• [MATERIAL FOR THE TASK]
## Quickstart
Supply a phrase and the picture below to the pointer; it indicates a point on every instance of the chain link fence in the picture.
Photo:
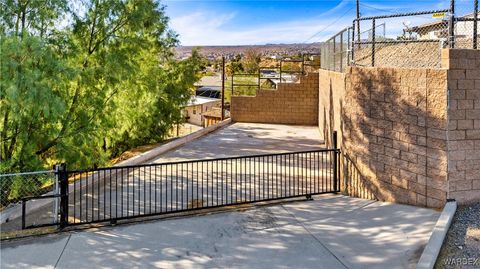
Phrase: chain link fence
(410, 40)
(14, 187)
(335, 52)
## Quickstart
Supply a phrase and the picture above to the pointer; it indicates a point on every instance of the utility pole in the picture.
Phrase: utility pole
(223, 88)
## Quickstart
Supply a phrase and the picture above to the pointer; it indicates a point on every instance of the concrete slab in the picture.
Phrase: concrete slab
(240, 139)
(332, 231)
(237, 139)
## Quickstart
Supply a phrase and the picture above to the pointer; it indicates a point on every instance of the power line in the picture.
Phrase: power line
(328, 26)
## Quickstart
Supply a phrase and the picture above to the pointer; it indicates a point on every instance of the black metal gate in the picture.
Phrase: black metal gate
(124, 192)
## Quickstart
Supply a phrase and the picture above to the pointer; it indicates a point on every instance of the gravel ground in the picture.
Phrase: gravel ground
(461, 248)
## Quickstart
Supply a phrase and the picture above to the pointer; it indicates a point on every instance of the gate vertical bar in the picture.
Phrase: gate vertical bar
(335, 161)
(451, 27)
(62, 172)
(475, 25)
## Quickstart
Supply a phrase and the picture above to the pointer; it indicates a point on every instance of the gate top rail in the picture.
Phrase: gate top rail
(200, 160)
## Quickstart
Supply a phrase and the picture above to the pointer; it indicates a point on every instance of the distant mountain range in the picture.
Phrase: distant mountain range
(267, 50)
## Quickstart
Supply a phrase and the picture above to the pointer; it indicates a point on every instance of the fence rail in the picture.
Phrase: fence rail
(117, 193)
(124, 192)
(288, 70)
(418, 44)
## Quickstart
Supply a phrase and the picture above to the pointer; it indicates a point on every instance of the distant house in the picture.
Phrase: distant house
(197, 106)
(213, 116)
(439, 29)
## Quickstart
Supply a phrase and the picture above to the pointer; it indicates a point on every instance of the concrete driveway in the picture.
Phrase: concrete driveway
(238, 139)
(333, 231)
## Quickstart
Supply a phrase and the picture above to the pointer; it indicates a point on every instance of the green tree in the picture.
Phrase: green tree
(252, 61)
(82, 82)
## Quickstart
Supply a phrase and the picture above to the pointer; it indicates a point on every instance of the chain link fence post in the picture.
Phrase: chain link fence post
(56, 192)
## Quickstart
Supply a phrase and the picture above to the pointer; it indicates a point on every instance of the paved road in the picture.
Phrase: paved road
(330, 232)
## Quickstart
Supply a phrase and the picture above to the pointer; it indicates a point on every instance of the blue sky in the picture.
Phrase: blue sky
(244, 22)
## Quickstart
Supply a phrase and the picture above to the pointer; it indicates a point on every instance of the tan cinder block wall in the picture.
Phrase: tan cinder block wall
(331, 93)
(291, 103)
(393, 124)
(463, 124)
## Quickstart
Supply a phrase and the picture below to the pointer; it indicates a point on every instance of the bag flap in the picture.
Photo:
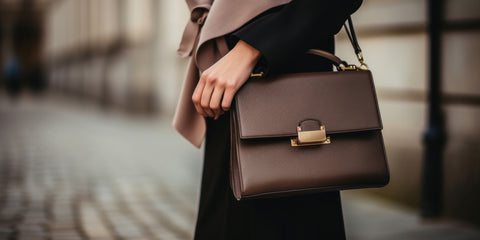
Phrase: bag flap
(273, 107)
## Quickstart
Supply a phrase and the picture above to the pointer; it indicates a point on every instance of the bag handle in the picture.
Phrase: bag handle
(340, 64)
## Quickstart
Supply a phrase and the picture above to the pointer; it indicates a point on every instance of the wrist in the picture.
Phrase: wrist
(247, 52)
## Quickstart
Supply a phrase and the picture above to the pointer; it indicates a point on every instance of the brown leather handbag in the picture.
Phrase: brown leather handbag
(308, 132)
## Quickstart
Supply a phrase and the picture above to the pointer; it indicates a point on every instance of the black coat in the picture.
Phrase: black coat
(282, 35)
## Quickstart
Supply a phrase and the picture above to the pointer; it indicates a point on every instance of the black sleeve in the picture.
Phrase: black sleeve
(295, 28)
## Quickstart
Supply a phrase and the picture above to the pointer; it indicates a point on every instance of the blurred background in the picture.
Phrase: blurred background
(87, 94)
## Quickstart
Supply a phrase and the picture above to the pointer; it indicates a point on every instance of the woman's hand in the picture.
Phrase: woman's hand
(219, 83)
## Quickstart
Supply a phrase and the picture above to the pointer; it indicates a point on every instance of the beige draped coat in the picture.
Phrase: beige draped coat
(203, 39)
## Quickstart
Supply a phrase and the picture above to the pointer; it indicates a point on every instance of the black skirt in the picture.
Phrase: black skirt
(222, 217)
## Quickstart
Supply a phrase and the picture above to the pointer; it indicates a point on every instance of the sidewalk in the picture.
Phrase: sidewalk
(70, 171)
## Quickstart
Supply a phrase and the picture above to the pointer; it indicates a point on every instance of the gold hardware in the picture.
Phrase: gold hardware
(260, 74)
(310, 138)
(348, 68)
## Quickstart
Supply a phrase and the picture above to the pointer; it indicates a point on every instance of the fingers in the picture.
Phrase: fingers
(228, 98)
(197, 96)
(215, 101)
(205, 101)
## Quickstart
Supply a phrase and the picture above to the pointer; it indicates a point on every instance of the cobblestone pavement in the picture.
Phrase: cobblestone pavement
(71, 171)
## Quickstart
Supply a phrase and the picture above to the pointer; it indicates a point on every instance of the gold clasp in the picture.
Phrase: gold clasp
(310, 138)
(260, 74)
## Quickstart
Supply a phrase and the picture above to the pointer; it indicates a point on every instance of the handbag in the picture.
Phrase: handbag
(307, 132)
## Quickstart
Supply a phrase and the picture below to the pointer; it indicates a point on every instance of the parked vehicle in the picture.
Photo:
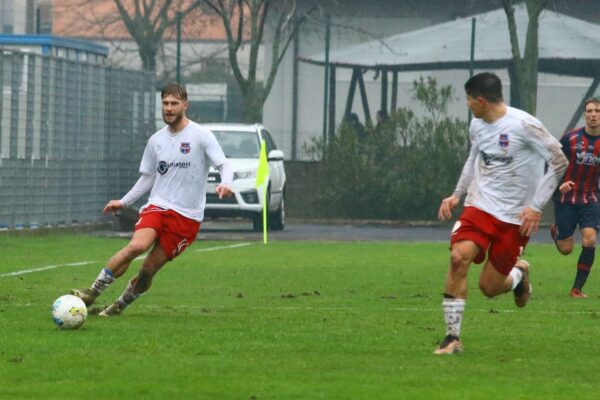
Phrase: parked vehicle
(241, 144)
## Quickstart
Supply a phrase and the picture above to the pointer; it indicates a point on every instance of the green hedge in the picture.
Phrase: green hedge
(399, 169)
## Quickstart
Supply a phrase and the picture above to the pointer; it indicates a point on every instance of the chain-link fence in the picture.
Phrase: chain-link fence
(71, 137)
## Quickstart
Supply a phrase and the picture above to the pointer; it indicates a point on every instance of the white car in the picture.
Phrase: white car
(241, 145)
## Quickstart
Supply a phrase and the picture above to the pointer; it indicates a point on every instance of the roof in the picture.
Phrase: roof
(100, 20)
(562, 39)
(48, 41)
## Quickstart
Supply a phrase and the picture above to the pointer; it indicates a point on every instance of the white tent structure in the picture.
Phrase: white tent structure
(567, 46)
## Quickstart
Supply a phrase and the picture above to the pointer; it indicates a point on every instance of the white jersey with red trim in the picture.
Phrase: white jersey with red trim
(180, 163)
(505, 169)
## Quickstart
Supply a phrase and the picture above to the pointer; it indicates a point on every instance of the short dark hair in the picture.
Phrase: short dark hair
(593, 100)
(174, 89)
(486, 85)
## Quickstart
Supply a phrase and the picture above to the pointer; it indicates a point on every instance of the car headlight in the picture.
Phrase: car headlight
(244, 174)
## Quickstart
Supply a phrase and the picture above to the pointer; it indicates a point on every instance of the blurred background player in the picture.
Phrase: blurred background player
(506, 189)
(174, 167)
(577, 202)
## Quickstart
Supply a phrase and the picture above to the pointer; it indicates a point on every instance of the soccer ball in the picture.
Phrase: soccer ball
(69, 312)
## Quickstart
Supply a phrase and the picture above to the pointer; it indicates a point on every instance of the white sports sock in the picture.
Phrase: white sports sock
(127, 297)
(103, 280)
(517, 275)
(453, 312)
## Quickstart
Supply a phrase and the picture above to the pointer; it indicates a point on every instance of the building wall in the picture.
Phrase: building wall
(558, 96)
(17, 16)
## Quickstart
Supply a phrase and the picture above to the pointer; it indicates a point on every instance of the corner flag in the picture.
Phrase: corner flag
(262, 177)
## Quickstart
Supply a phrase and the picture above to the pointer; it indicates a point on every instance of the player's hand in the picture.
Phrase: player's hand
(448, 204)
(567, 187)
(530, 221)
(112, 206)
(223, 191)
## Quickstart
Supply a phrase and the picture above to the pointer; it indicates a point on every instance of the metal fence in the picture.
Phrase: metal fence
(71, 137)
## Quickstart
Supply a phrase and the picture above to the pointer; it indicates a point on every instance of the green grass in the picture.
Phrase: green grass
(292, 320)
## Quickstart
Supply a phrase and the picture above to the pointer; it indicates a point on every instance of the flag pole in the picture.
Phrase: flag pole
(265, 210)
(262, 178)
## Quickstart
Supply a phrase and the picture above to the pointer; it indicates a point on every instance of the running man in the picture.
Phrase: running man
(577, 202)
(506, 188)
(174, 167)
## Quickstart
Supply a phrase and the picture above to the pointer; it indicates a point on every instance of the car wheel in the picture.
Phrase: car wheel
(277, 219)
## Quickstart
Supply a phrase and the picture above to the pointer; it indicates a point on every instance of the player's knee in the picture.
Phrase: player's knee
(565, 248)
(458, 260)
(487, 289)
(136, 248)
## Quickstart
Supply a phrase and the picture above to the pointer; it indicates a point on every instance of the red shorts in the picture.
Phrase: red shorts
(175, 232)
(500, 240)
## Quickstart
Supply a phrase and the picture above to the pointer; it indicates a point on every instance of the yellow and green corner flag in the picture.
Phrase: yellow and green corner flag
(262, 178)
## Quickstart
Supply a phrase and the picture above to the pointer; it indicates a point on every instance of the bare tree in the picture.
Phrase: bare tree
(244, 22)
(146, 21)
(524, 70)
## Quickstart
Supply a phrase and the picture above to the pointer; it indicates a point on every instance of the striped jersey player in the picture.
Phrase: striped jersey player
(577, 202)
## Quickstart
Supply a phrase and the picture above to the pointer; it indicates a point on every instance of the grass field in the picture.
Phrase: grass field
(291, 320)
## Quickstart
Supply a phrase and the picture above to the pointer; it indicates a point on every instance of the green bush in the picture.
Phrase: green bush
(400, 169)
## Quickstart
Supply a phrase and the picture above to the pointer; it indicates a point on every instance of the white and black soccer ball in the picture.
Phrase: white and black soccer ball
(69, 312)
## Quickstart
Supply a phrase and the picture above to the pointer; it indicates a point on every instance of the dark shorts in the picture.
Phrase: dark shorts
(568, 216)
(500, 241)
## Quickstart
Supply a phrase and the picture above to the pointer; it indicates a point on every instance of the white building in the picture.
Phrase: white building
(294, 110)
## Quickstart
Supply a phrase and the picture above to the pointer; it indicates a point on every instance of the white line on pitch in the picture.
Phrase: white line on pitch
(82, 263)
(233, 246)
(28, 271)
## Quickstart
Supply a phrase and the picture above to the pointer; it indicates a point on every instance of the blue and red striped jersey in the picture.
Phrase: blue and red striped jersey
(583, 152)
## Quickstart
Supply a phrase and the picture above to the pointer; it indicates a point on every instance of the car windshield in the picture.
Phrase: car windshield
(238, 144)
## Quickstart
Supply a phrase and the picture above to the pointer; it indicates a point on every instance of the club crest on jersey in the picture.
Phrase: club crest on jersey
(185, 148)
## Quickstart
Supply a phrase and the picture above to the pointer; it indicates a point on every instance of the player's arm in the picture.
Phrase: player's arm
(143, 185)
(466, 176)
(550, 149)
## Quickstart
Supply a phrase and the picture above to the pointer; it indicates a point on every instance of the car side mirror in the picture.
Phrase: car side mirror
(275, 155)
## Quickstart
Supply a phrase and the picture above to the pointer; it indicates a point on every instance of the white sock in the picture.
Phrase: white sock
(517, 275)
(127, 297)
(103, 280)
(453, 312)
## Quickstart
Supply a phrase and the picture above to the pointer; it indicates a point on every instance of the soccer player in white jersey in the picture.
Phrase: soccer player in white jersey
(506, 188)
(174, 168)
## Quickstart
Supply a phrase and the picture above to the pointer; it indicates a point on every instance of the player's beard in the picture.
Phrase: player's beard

--

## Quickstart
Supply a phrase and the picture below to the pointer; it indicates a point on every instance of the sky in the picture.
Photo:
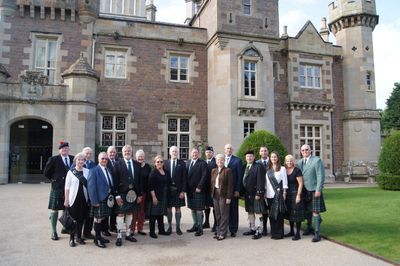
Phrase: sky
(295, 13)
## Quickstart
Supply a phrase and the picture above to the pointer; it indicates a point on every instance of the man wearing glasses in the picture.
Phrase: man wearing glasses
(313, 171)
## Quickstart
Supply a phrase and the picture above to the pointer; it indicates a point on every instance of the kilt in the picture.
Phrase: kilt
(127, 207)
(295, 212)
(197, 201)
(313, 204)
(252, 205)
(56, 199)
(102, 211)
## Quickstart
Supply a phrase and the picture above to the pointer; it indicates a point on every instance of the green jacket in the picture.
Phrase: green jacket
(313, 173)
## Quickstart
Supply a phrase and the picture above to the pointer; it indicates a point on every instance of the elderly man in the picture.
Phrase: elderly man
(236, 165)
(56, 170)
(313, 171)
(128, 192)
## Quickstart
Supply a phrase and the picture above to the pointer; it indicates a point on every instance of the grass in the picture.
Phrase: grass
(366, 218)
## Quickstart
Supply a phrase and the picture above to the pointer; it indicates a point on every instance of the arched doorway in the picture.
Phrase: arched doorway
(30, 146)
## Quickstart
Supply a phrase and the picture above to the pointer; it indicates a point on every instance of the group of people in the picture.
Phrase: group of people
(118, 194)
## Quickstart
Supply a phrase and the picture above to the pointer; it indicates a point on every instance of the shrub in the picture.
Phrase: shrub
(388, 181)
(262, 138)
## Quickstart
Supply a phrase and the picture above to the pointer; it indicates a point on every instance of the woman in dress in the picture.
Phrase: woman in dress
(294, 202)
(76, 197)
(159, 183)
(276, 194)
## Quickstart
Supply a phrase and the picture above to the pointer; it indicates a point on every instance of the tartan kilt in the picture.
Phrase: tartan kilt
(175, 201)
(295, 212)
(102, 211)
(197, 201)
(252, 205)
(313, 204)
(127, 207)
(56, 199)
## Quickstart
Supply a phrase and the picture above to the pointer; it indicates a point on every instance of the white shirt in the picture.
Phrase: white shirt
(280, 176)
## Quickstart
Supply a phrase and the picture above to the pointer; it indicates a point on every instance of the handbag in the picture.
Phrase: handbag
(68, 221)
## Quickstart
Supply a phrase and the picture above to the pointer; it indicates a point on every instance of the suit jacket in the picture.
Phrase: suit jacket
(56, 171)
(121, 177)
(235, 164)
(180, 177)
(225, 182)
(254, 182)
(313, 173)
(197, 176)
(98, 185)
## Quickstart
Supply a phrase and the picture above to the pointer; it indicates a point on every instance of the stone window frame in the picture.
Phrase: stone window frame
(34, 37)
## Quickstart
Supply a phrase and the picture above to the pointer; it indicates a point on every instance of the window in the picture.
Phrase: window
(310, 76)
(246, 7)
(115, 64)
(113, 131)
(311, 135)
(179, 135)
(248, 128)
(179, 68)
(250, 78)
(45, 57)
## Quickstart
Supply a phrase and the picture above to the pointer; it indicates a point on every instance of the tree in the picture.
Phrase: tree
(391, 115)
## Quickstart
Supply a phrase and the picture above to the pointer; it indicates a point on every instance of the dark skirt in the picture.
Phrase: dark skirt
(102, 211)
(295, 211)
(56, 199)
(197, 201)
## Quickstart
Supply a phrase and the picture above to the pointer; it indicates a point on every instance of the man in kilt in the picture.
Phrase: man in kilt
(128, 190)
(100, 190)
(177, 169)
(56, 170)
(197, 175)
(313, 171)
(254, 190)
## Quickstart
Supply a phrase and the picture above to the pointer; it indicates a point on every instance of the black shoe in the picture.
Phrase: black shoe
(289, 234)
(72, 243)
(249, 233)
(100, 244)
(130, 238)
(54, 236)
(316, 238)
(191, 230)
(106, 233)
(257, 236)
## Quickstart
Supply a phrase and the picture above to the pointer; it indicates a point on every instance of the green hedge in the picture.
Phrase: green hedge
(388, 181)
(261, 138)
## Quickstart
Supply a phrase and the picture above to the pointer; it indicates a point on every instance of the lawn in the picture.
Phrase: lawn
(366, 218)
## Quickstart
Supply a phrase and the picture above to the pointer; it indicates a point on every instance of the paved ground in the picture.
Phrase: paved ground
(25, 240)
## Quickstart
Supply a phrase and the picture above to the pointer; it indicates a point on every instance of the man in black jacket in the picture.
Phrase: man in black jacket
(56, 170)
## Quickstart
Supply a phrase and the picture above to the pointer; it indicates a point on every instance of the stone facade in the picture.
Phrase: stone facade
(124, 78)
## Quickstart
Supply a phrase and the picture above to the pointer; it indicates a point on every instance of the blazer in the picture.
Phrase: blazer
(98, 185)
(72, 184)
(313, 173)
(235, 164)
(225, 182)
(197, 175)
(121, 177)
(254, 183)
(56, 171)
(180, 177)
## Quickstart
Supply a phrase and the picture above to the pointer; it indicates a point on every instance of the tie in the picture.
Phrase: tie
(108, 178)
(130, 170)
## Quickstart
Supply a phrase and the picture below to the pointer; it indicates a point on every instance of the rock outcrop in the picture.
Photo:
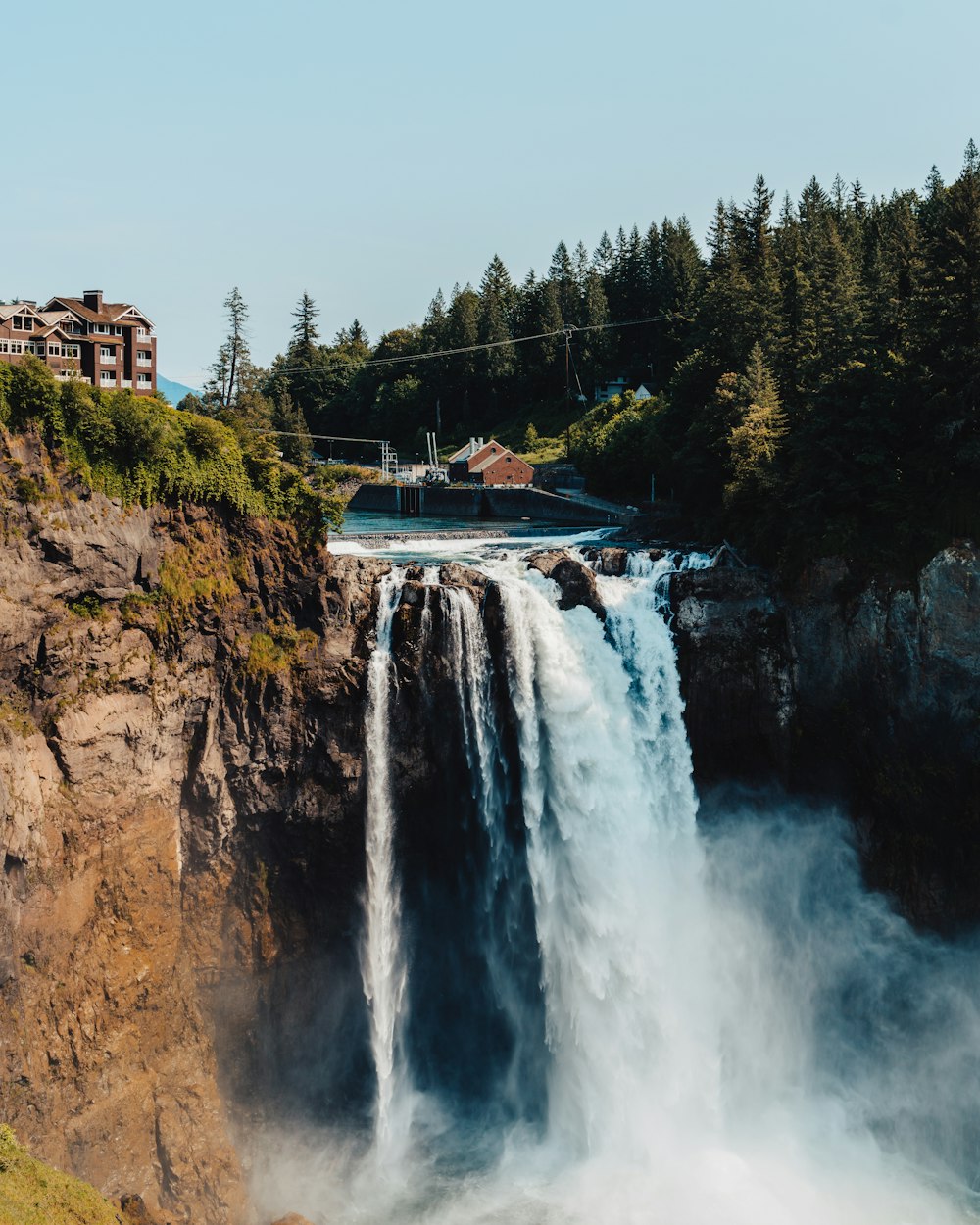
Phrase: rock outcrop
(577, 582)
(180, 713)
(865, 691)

• [AIM OF THE EXERCISE]
Return each line from the entries above that contains the word "outcrop".

• [EXERCISE RESULT]
Supply a phrase and the picture below to the pointer; it indicates a point on every instance of the rock outcrop in the picture.
Phrase: rock outcrop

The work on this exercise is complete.